### Passage shown
.....
In the early 90's adult video game publisher Fairytale had a problem. Their CEO had been arrested for distributing lewd materials and the newly established computer software ratings board, EOCS, was chomping at the bit to crackdown on what they saw as a menace to society. To placate the censors, Fairytale needed something more than sex to sell its games. Their solution--add violence!
The resulting Nightmare Collection trilogy were plot-driven adventure games with scripts stitched together from '80s genre films into a Frankenstein's monster of cliches and convoluted twists. Gameplay is limited to clicking every object in a scene until the story decides to progress. There's also action sequences where the player must click a hotspot--eyeball to gouge, forehead to shoot--before the timer runs down or it's game over.
But then again, we're talking about the visual novel equivalent of a Troma flick. The hammy lines read like black humor translated into Japanese without the humor--"I'd let you fool around with my girl, but then I'd have to shoot you!" or my favorite, "When we get out of this you owe me a hotdog!" Nudity and gore are more important than gameplay and characterization. The first two games in the series, Dead of the Brain and Dead of the Brain 2, deliver exactly what they advertise.
.....
### Exercise aim
Print the passage on Fairytale's Nightmare Collection games in full, word for word.

### Data to examine
.....
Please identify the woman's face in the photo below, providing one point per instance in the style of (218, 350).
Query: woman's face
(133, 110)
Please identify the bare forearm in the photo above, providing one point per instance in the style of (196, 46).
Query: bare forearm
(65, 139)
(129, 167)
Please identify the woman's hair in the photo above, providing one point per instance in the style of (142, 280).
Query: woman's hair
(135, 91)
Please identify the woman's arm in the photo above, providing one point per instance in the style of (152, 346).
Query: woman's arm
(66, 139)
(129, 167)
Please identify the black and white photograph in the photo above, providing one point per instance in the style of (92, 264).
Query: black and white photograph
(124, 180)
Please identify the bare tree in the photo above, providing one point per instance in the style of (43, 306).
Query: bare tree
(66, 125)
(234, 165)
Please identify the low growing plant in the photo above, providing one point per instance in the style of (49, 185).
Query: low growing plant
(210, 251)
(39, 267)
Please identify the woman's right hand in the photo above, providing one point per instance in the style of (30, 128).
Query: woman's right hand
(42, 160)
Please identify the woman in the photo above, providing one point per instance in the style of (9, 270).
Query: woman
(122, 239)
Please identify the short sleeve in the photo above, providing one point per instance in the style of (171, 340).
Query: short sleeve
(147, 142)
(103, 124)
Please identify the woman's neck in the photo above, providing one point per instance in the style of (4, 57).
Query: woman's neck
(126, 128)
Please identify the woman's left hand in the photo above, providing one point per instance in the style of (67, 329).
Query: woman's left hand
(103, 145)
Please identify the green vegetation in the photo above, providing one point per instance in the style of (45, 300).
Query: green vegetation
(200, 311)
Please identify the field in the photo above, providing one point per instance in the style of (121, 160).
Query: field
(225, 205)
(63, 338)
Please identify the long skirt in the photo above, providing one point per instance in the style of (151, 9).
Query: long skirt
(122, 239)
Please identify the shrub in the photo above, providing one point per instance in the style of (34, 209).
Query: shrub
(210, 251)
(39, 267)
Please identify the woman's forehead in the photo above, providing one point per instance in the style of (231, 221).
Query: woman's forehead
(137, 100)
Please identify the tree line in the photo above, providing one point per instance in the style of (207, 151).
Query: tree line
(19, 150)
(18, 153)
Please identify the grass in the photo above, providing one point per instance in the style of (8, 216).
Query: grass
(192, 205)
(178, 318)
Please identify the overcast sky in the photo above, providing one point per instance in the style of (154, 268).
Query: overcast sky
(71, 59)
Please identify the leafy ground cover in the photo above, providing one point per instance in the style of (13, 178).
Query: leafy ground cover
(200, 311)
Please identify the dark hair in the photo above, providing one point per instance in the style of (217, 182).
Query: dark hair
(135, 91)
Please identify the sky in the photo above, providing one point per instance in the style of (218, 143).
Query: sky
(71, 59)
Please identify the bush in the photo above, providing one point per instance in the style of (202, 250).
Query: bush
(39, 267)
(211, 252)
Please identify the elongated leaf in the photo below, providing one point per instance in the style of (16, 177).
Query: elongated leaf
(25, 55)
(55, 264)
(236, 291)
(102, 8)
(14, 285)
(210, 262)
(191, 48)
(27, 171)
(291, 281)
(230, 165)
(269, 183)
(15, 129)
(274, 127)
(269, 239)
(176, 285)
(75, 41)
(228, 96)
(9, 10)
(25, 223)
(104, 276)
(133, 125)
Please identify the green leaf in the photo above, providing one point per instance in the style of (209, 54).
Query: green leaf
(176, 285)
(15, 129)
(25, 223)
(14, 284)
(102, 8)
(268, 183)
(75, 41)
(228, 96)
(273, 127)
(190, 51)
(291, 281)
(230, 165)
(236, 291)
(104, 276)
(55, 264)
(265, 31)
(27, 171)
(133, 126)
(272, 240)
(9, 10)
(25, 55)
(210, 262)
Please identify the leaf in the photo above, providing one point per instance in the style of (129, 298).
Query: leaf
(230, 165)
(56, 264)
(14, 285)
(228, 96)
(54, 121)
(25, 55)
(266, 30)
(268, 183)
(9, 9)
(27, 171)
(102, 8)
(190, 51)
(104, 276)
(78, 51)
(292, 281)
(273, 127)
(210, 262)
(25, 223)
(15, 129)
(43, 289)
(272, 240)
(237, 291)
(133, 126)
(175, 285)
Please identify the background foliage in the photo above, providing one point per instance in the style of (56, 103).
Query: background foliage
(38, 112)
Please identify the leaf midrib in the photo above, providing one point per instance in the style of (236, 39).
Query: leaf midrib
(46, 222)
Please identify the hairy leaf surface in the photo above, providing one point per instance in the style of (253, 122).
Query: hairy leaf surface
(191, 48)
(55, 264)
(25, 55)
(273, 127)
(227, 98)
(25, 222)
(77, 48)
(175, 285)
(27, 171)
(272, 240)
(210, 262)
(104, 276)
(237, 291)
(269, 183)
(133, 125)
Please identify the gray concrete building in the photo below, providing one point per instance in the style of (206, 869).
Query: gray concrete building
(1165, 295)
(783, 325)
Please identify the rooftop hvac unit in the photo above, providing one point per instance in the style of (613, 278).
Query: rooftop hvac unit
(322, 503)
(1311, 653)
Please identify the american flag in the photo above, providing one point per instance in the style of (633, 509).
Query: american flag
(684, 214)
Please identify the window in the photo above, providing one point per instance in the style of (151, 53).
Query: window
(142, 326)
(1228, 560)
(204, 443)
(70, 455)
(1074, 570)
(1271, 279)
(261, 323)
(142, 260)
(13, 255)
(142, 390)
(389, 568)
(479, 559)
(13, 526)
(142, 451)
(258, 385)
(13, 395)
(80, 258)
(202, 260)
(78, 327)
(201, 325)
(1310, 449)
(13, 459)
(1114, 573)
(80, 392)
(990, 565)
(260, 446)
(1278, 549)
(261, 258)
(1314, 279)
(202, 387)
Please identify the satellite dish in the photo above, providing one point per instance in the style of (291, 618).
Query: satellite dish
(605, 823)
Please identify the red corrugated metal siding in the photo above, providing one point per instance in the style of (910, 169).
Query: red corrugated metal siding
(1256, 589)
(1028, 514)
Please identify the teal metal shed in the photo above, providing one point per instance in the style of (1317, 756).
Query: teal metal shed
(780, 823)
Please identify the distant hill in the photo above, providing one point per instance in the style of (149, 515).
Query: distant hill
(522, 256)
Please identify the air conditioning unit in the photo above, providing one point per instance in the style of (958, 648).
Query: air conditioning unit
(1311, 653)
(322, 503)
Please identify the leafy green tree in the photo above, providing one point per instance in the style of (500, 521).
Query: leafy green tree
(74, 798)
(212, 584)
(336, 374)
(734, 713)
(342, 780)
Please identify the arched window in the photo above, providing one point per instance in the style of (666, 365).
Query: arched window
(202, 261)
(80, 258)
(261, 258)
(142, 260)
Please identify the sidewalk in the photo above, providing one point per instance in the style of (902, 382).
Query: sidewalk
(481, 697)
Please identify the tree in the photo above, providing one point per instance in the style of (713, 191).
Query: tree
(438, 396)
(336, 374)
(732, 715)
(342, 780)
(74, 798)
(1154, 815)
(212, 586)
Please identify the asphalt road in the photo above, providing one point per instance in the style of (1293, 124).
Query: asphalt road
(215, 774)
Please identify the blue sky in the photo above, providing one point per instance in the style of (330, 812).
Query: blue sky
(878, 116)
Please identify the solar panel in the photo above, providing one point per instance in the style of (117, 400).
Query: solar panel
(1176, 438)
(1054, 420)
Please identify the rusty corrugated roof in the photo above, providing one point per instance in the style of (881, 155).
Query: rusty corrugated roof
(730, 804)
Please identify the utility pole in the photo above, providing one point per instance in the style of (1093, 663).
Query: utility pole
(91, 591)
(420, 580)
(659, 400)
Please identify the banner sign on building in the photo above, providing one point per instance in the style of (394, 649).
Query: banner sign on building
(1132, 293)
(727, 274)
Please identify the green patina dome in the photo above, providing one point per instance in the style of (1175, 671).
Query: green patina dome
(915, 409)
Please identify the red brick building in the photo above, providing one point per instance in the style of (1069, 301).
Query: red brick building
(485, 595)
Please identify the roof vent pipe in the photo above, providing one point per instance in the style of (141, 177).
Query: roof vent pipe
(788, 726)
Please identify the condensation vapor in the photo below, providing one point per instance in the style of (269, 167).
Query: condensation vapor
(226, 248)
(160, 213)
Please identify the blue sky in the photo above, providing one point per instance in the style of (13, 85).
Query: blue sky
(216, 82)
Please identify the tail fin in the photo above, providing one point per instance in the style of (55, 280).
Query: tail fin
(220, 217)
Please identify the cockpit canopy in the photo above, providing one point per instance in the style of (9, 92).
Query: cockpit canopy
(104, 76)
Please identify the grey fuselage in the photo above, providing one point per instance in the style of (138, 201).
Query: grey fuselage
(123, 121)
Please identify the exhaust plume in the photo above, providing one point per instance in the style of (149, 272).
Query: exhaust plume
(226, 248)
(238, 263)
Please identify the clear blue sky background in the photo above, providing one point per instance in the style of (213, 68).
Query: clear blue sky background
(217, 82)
.....
### Your response
In the early 90's adult video game publisher Fairytale had a problem. Their CEO had been arrested for distributing lewd materials and the newly established computer software ratings board, EOCS, was chomping at the bit to crackdown on what they saw as a menace to society. To placate the censors, Fairytale needed something more than sex to sell its games. Their solution--add violence!
The resulting Nightmare Collection trilogy were plot-driven adventure games with scripts stitched together from '80s genre films into a Frankenstein's monster of cliches and convoluted twists. Gameplay is limited to clicking every object in a scene until the story decides to progress. There's also action sequences where the player must click a hotspot--eyeball to gouge, forehead to shoot--before the timer runs down or it's game over.
But then again, we're talking about the visual novel equivalent of a Troma flick. The hammy lines read like black humor translated into Japanese without the humor--"I'd let you fool around with my girl, but then I'd have to shoot you!" or my favorite, "When we get out of this you owe me a hotdog!" Nudity and gore are more important than gameplay and characterization. The first two games in the series, Dead of the Brain and Dead of the Brain 2, deliver exactly what they advertise.